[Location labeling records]
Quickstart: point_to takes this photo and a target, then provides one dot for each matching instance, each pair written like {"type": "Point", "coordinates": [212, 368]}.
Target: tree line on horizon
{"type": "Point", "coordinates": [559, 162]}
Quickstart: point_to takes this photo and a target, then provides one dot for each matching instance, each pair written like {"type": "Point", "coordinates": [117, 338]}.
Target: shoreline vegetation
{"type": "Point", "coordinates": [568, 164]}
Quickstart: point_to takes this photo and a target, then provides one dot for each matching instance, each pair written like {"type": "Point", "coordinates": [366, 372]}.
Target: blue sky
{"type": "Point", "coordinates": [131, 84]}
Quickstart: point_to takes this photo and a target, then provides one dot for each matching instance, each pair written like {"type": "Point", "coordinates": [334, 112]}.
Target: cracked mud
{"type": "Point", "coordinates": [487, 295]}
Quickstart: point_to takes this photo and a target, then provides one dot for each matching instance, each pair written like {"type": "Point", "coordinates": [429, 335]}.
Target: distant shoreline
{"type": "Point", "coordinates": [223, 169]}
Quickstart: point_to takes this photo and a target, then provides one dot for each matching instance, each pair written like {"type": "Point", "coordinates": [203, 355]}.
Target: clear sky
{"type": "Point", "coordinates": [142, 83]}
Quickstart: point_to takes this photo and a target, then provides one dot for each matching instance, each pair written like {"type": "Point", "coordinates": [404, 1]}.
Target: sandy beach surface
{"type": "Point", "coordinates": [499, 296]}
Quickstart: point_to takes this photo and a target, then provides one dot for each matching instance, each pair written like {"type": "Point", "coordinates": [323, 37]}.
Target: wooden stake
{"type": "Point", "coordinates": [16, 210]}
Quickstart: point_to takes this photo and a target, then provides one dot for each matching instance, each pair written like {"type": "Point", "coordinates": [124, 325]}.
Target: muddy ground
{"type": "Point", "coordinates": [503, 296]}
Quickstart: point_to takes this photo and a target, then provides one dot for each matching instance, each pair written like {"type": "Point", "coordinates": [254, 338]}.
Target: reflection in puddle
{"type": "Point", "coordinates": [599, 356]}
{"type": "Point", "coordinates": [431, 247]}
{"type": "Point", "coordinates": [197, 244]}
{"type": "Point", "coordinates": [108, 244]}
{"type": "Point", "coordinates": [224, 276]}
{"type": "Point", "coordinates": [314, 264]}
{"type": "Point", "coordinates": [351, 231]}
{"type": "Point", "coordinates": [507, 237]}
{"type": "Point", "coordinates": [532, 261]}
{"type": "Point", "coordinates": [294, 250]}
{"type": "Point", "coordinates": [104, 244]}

> Directions for this task: From the preceding material, extract every line exactly.

> Complete answer:
Quickstart: point_to takes this photo and a target, then provides one dot for each matching instance, each pair written like {"type": "Point", "coordinates": [212, 368]}.
Target: tree line on horizon
{"type": "Point", "coordinates": [559, 162]}
Quickstart: point_to takes this photo and a target, then provides one dot for each matching instance, each pair written like {"type": "Point", "coordinates": [117, 338]}.
Target: shoreline vegetation
{"type": "Point", "coordinates": [568, 164]}
Quickstart: point_to takes this photo and a target, then provides one dot for each matching instance, each pair written like {"type": "Point", "coordinates": [366, 372]}.
Target: blue sky
{"type": "Point", "coordinates": [131, 84]}
Quickstart: point_to takes this photo and a target, then provides one dot for each matching instance, each pair written like {"type": "Point", "coordinates": [334, 112]}.
Target: cracked mud
{"type": "Point", "coordinates": [487, 295]}
Quickstart: point_to takes this photo and a target, then provides one dot for each matching instance, each pair written like {"type": "Point", "coordinates": [429, 335]}.
Target: distant shoreline
{"type": "Point", "coordinates": [223, 169]}
Quickstart: point_to takes this photo and a target, then provides one dot for each matching instance, each pair written like {"type": "Point", "coordinates": [203, 355]}.
Target: clear sky
{"type": "Point", "coordinates": [142, 83]}
Quickstart: point_to takes this photo and a target, then provides one dot for each matching instance, each pair written like {"type": "Point", "coordinates": [404, 1]}.
Target: sandy beach surface
{"type": "Point", "coordinates": [499, 296]}
Quickstart: point_to takes this photo and a target, then provides one dot for each matching instance, each pair written like {"type": "Point", "coordinates": [323, 37]}.
Target: wooden stake
{"type": "Point", "coordinates": [16, 210]}
Quickstart: point_to takes this photo and a target, then provides one dot for each matching instance, each pair written like {"type": "Point", "coordinates": [124, 325]}.
Target: muddy ground
{"type": "Point", "coordinates": [503, 296]}
Quickstart: point_to takes this photo and a target, then provides one dot for each matching instance, each pair written like {"type": "Point", "coordinates": [254, 338]}.
Target: reflection in puddle
{"type": "Point", "coordinates": [599, 356]}
{"type": "Point", "coordinates": [431, 247]}
{"type": "Point", "coordinates": [197, 244]}
{"type": "Point", "coordinates": [108, 244]}
{"type": "Point", "coordinates": [224, 276]}
{"type": "Point", "coordinates": [314, 264]}
{"type": "Point", "coordinates": [351, 231]}
{"type": "Point", "coordinates": [507, 237]}
{"type": "Point", "coordinates": [532, 261]}
{"type": "Point", "coordinates": [294, 250]}
{"type": "Point", "coordinates": [104, 244]}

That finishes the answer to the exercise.